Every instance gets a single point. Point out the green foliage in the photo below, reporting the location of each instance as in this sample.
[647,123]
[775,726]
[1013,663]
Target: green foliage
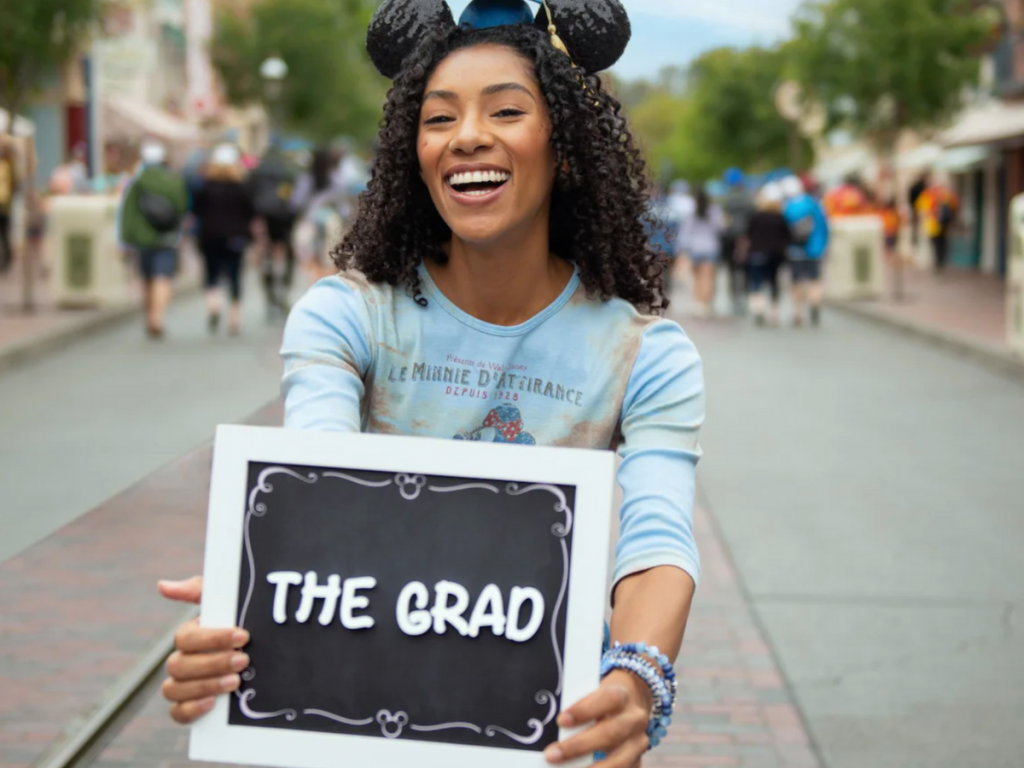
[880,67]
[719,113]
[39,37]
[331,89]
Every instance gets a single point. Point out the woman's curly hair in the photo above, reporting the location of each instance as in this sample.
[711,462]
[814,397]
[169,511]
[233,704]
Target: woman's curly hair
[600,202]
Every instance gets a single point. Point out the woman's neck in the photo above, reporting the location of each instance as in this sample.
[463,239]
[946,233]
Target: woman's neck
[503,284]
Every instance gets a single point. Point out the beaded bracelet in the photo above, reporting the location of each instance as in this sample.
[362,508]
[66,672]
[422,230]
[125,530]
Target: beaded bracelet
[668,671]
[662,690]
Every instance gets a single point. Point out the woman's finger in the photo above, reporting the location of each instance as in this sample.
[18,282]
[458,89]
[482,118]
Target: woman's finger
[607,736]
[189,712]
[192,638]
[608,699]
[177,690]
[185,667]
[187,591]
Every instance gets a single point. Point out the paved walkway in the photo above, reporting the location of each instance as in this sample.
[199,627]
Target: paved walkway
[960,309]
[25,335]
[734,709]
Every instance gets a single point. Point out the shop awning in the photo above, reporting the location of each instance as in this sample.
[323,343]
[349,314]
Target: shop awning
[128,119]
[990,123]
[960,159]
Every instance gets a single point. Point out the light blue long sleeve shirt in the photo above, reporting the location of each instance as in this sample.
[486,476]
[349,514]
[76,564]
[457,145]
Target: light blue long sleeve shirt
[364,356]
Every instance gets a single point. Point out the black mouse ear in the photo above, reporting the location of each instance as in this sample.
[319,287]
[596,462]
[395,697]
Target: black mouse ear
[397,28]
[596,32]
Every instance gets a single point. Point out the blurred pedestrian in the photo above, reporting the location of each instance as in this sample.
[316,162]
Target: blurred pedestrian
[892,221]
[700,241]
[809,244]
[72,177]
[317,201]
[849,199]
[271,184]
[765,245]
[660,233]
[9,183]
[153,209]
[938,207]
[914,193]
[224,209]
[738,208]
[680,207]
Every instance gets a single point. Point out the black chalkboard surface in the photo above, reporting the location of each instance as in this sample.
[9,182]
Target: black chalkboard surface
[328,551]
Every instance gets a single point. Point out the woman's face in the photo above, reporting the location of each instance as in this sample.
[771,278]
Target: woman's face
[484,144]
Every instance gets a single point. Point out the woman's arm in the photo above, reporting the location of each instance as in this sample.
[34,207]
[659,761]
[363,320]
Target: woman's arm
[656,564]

######

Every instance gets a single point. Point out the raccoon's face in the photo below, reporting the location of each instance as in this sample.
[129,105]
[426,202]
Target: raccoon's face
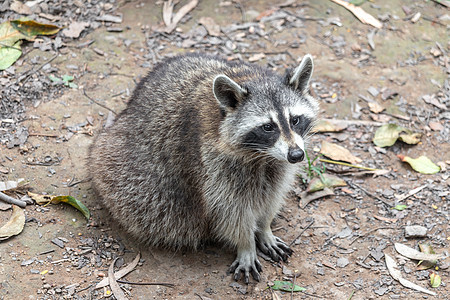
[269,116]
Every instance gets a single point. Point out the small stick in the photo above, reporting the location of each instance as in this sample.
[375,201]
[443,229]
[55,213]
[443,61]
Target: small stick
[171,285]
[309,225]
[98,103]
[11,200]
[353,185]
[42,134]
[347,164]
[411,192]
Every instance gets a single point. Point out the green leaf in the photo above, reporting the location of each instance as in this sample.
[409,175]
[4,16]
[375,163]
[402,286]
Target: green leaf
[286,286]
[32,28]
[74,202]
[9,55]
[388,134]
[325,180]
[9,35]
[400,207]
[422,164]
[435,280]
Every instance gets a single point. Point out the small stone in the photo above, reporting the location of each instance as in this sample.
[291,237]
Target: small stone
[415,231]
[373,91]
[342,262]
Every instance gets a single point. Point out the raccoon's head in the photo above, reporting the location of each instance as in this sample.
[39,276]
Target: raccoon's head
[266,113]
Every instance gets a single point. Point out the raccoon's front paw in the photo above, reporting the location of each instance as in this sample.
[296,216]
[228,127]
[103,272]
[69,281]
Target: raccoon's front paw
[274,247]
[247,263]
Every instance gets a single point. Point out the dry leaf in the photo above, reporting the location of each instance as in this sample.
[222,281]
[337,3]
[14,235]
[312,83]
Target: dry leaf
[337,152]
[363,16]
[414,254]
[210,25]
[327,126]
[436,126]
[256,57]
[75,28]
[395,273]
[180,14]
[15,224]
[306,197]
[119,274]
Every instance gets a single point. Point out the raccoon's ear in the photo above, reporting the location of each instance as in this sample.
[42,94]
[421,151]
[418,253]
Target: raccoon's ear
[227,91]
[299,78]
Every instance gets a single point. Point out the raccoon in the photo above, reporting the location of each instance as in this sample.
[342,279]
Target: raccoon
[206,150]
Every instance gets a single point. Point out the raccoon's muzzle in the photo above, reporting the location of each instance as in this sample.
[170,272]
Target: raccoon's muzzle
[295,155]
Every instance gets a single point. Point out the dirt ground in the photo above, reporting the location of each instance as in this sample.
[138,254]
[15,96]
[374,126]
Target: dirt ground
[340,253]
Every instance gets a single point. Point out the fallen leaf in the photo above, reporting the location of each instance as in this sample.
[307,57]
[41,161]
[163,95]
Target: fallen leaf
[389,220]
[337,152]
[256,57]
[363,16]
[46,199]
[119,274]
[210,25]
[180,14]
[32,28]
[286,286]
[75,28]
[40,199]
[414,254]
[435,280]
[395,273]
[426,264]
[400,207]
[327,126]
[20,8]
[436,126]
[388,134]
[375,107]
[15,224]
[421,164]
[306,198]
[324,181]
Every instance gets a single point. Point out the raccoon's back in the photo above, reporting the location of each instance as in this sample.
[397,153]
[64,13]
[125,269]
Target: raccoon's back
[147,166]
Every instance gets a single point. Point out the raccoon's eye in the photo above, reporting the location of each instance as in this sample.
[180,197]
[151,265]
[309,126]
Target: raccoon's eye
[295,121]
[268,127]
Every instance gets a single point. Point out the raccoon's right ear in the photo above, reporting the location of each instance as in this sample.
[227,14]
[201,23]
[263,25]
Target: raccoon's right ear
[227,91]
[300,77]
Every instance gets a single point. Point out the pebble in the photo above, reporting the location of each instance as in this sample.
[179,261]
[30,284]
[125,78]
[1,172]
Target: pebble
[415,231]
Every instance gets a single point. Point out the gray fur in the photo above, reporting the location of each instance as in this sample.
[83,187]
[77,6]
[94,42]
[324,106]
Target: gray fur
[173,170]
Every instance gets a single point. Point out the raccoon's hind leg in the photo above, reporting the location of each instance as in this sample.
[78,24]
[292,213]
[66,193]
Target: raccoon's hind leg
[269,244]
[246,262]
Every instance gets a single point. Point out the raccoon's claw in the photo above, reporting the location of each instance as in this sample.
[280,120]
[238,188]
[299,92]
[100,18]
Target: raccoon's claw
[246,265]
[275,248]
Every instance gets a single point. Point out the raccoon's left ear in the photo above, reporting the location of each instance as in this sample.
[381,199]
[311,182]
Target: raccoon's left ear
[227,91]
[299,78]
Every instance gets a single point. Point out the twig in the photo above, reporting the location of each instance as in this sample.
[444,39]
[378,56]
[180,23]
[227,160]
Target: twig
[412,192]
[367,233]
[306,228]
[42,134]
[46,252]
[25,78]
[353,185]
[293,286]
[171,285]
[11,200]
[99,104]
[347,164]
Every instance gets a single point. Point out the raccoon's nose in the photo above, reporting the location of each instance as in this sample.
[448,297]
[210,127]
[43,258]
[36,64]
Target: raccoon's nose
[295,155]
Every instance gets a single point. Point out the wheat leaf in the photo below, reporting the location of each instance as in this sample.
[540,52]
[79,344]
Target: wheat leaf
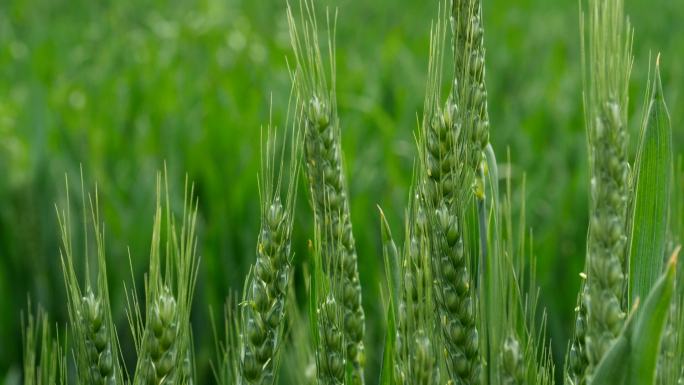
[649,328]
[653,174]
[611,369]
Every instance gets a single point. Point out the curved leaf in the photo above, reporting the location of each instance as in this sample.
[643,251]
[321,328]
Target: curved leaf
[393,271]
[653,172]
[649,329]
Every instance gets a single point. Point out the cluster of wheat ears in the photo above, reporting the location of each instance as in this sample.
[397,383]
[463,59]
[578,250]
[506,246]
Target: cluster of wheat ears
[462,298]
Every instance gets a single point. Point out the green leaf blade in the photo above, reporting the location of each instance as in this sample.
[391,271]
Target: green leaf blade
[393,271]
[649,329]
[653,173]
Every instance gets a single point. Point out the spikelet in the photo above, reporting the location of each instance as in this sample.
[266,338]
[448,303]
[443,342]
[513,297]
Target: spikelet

######

*WHAT IS ASKED:*
Scale the lines starting with the one that contains "Every instance gets a single point. Point out the cluster" and ending after the one that contains "Target: spikelet". Write out every line in that range. Multiply each coordinate in the answers by 0.55 and round it to a whole number, with halves rounding up. Keep all other numbers as they are.

*TASK OUTPUT:*
Every instance gets a single point. Point out the cluster of wheat ears in the photo above, reporting the location of each instance as in this sample.
[397,383]
[463,59]
[578,250]
[506,246]
Target: cluster of wheat ears
[254,164]
Every instance gets a single point. Point out the green leaf blade in the photo above, reporting the location of each instance as in this sample.
[391,271]
Target: green leaf blade
[216,149]
[357,181]
[359,95]
Every instance gets a single point. Point out the spikelet in the photo above, reporting the location of each instance as in this sample.
[266,338]
[448,303]
[443,342]
[513,297]
Target: spikelet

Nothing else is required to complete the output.